-- Opening Marker --
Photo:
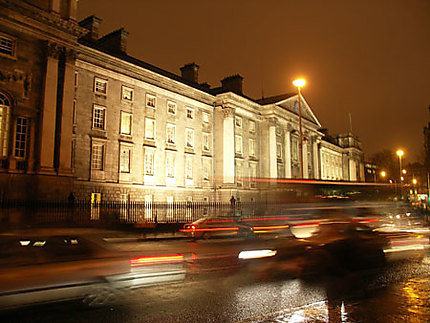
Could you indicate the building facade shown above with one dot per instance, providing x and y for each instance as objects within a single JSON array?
[{"x": 78, "y": 115}]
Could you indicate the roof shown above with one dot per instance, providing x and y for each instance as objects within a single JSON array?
[
  {"x": 275, "y": 99},
  {"x": 124, "y": 56}
]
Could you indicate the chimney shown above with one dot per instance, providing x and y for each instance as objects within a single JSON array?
[
  {"x": 190, "y": 72},
  {"x": 233, "y": 83},
  {"x": 92, "y": 23},
  {"x": 116, "y": 40}
]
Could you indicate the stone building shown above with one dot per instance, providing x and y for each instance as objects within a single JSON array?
[{"x": 78, "y": 114}]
-- Closing Marker --
## Task to carry out
Write down only the closing run of lines: the one containing "Could you indicate the chimney" and every line after it to the end of the entries, exactly.

## Output for this task
Could you indicate the chimney shown above with one dot per instance, providing x and y for each instance as objects within a single JSON array?
[
  {"x": 190, "y": 72},
  {"x": 233, "y": 83},
  {"x": 92, "y": 23},
  {"x": 116, "y": 40}
]
Could you indicate the stone building shown above with one dot per instance, providing x and y for each instance as objects within a single JSON array?
[{"x": 78, "y": 114}]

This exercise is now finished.